Problem to solve: Reproduce the records below verbatim, keeping every line and character unchanged.

Stored data:
⁂

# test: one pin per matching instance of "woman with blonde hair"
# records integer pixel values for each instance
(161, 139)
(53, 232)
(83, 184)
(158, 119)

⁂

Finished answer:
# test: one pin per matching instance of "woman with blonde hair"
# records integer pixel values for each instance
(161, 139)
(53, 232)
(83, 184)
(158, 119)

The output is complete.